• [Requirements]
Reproduce the listing below word for word, from its first line up to and including the line that contains "1085, 184, 1108, 301".

[START Supplied records]

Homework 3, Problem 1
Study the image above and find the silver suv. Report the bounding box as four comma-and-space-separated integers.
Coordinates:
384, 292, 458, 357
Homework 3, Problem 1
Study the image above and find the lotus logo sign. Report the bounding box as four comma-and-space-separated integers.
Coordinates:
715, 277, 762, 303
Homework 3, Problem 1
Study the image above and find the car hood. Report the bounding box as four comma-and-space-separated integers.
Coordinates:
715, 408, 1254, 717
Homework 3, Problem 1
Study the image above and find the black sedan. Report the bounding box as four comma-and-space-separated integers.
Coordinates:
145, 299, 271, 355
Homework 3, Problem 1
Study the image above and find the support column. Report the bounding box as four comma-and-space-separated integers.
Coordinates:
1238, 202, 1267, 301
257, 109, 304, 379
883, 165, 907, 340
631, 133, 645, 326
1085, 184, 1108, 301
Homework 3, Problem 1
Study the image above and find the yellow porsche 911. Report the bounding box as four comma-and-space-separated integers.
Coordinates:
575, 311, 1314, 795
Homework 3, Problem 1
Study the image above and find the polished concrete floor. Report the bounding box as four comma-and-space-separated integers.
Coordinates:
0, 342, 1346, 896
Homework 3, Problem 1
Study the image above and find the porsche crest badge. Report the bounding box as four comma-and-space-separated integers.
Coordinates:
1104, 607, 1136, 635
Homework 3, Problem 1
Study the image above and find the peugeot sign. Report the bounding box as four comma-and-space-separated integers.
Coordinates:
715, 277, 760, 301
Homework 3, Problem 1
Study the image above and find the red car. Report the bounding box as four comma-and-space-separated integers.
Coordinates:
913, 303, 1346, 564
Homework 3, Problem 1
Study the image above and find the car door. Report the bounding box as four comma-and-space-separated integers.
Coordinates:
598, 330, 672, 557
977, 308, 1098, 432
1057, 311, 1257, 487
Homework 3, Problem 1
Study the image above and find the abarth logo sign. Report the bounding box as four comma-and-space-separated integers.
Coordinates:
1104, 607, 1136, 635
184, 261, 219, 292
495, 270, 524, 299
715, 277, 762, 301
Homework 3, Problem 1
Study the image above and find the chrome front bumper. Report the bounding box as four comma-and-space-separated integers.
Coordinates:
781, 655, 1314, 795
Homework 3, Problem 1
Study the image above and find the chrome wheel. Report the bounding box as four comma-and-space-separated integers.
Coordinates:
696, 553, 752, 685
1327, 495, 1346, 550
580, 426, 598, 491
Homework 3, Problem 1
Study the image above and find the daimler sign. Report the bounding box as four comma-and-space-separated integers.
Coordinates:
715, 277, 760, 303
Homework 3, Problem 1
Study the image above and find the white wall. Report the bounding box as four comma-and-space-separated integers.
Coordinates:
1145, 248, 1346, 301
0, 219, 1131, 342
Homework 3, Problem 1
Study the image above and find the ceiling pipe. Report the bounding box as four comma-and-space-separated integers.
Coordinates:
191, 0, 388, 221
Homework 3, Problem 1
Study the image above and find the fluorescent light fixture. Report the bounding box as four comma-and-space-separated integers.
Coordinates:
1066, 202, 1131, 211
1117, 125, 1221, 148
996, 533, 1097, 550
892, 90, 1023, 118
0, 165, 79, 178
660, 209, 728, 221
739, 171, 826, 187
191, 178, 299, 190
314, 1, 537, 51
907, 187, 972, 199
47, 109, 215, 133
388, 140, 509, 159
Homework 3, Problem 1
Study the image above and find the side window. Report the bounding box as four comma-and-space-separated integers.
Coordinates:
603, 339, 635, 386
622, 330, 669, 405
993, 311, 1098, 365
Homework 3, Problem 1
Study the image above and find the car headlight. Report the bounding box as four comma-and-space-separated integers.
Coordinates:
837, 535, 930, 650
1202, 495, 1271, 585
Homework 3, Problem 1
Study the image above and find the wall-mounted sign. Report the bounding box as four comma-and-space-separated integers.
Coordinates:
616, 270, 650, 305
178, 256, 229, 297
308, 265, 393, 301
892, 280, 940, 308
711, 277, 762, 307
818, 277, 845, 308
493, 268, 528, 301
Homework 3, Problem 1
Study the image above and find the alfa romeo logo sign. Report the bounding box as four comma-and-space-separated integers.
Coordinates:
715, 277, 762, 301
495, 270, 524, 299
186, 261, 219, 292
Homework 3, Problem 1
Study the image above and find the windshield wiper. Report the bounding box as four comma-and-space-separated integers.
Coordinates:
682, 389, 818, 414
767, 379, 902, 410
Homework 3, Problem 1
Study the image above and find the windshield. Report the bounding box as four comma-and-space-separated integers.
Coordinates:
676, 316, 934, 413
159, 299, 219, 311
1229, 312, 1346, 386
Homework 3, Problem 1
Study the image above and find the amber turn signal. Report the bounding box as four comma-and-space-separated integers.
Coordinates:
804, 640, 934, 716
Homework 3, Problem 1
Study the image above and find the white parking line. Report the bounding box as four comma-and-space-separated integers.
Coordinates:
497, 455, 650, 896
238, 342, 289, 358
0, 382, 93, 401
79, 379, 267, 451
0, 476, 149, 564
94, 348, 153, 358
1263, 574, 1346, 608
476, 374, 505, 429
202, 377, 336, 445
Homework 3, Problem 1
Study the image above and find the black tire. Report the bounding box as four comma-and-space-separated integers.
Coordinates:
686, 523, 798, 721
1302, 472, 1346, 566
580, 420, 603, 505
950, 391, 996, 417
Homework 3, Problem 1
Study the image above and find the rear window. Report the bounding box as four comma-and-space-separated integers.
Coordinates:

[END Supplied records]

• [Problem solution]
Homework 3, Problem 1
Study the image above and find the silver suv. Report the bounding box as four comma-and-space-separated integers.
Coordinates:
384, 292, 458, 357
Homework 3, Problem 1
Study the image above and find the lotus logo sign. Report the bounding box as four comma-and-space-separated integers.
Coordinates:
715, 277, 762, 303
Homework 3, Problem 1
Study the image above and find the car hood. Report the bounding box as four comma-and-space-separated integers.
Coordinates:
715, 408, 1254, 717
Homework 3, Problem 1
Study the image above and find the black sedan. Report the bounding box as four comma-and-space-separated integers.
Coordinates:
145, 299, 271, 355
Homework 3, Problem 1
Study the image above and find the support column. Report the bounding box as four comma-and-space-separated integers.
Coordinates:
1238, 202, 1267, 301
257, 109, 304, 379
883, 165, 907, 340
631, 133, 645, 326
1085, 184, 1108, 301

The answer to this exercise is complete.